## EXTRACTED MATERIAL
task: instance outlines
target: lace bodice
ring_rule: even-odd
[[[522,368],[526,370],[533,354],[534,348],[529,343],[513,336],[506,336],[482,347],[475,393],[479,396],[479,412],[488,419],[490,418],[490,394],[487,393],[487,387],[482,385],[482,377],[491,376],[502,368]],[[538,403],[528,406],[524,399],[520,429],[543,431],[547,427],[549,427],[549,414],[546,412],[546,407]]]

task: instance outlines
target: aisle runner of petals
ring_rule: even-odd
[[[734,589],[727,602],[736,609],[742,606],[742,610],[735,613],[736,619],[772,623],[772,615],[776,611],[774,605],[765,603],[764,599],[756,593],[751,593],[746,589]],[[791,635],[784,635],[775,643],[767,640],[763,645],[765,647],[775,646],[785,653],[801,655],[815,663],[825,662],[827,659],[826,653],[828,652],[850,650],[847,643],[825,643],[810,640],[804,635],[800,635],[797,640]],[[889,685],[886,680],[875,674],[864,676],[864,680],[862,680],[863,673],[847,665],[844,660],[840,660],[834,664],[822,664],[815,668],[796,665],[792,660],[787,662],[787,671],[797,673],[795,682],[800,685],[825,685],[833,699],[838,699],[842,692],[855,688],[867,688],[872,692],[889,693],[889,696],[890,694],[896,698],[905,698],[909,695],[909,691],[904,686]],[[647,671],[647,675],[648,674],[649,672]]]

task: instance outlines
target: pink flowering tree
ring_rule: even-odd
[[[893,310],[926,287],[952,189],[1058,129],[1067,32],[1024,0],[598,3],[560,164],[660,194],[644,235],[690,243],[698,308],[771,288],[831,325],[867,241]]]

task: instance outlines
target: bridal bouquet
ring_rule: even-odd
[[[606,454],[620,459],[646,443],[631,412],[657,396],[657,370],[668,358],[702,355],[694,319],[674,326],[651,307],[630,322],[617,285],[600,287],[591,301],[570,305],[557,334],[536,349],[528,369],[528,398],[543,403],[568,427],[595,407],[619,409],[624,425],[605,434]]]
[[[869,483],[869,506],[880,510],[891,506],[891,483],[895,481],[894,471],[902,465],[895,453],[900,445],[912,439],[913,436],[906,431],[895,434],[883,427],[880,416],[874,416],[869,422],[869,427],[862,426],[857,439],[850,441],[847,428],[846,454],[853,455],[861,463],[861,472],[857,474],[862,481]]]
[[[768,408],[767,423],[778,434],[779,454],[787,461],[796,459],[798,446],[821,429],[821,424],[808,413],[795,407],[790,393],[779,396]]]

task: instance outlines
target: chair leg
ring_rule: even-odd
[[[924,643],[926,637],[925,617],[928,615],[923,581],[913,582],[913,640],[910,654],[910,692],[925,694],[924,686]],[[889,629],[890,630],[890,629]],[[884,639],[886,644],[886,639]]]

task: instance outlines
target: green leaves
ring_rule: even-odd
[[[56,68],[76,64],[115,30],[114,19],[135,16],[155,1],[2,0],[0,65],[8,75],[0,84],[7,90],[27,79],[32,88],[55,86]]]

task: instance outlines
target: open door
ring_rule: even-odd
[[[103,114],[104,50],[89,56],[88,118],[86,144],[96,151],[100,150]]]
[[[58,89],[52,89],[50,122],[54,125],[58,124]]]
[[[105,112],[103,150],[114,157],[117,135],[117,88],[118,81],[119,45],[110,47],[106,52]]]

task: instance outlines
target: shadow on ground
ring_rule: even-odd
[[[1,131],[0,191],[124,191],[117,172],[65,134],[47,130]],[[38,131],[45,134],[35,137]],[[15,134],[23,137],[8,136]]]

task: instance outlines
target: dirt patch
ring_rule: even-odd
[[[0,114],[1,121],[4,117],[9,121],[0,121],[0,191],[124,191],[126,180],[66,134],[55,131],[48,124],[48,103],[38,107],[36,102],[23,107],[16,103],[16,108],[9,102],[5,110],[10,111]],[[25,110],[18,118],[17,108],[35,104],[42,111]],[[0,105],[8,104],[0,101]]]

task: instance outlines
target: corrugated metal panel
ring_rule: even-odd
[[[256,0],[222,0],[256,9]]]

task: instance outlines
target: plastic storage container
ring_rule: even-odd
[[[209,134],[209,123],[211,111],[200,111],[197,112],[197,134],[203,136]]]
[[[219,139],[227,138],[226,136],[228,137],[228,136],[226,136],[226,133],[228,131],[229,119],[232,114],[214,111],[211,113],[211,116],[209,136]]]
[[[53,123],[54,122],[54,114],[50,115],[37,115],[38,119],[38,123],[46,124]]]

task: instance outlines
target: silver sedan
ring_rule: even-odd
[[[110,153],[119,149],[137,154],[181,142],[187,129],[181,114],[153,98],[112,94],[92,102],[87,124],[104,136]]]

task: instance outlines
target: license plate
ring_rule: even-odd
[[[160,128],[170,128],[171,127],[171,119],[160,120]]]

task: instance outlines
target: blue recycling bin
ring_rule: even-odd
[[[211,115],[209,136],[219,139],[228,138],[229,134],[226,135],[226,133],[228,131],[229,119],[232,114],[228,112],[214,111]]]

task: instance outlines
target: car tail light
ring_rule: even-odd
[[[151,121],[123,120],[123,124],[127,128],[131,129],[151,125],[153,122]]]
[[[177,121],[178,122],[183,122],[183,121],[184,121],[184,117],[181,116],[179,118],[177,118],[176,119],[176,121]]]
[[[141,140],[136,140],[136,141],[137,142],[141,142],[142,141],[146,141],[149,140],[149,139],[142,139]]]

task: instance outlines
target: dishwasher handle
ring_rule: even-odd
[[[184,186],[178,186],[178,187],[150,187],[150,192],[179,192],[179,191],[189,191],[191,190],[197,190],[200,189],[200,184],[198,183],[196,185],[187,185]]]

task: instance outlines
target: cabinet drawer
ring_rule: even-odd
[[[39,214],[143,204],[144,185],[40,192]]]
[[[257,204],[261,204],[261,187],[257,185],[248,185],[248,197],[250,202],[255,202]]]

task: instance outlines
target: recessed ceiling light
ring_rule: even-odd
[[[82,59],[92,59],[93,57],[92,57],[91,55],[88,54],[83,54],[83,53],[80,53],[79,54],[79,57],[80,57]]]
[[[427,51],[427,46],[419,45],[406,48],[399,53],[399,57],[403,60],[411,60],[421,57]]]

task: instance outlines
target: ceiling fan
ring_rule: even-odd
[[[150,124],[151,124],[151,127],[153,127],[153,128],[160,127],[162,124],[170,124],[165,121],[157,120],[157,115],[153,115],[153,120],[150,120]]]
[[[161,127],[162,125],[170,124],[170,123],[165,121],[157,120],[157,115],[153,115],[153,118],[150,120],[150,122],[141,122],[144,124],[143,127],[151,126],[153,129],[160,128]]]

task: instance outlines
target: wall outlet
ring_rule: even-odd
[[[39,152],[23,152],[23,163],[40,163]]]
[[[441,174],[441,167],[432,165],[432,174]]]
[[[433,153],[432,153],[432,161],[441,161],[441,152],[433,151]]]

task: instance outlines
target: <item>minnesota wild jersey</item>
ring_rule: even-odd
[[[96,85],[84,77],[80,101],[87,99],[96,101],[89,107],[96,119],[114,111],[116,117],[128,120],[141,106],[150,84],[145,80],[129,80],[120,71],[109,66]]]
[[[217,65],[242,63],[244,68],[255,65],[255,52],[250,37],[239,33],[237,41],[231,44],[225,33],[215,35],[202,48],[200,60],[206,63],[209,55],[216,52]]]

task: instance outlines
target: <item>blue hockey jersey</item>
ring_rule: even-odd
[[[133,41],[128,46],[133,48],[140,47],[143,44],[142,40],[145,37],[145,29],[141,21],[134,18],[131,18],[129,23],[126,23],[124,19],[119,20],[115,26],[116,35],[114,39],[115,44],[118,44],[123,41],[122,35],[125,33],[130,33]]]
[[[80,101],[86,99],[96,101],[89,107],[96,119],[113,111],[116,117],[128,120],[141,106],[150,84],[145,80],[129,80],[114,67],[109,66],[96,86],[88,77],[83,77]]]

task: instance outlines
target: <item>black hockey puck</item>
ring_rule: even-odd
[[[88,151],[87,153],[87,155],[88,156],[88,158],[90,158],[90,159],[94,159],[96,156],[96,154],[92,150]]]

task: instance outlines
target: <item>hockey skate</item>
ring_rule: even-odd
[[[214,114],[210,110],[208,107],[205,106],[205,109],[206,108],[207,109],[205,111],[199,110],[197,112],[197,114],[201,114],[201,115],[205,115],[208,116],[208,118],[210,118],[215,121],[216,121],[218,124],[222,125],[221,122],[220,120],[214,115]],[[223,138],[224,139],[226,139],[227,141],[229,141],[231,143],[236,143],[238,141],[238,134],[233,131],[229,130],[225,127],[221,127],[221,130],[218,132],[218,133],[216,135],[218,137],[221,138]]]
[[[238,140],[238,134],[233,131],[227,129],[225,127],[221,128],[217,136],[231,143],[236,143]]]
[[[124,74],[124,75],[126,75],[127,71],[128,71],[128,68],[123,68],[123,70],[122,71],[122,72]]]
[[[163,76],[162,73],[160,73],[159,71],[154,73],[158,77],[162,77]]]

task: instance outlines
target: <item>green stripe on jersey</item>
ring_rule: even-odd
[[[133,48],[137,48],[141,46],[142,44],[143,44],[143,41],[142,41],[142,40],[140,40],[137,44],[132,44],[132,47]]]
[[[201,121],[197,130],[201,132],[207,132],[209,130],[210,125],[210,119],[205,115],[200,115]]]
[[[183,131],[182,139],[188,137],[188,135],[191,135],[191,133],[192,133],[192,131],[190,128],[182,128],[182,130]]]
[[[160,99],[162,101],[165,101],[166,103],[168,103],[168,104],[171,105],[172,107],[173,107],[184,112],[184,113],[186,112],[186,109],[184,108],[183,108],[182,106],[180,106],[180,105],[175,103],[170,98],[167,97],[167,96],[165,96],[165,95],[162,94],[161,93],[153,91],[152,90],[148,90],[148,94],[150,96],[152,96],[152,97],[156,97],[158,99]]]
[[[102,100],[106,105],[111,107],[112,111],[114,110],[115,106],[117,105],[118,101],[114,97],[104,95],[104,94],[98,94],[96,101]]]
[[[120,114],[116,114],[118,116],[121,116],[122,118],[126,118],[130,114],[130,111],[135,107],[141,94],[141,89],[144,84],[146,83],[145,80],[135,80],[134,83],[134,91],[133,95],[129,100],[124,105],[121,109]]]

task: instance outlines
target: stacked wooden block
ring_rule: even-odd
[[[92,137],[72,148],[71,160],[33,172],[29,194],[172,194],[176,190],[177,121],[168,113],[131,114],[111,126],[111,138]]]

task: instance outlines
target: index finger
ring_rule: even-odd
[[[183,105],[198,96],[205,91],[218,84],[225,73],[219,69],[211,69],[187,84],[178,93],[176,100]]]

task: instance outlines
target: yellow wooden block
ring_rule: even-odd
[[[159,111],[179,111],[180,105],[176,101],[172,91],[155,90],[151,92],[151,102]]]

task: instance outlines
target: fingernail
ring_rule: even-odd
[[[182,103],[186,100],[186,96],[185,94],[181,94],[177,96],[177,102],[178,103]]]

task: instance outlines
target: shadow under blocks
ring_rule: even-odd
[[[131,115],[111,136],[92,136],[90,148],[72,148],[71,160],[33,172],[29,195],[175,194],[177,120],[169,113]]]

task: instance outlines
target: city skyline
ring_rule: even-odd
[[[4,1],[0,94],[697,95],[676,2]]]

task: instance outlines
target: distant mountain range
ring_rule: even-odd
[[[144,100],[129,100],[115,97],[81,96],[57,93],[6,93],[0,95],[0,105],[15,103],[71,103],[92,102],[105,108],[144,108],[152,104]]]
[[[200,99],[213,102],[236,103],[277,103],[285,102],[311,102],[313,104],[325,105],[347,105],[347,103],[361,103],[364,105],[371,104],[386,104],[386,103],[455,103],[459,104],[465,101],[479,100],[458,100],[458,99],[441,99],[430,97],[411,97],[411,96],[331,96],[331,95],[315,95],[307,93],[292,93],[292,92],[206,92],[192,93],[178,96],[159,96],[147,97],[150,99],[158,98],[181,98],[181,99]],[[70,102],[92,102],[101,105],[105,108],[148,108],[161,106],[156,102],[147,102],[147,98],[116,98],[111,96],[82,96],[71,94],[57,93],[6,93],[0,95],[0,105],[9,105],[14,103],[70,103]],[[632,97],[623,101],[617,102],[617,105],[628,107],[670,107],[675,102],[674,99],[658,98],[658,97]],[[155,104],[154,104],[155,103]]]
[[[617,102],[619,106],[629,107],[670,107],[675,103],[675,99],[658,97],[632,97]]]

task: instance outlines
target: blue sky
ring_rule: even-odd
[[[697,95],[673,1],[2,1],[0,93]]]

## TASK TO COMPLETE
How many lines in the records above contain the word "ceiling"? Reply with the number alone.

## PROBLEM SOLUTION
2